▸ Data supplied
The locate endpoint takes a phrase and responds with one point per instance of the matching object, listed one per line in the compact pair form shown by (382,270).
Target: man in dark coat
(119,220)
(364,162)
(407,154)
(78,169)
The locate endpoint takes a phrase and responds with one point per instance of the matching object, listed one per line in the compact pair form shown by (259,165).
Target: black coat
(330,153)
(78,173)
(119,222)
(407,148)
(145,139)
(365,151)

▸ Problem description
Copy out each line of the records that holds the string "takes".

▸ Solution to this problem
The locate endpoint takes a phrase and responds with one point per instance of the matching object, listed one per line in the compact pair form shown by (382,270).
The locate endpoint takes a phrase and responds with one point per instance of the matching object, listed one per line in the compact pair form shown by (259,165).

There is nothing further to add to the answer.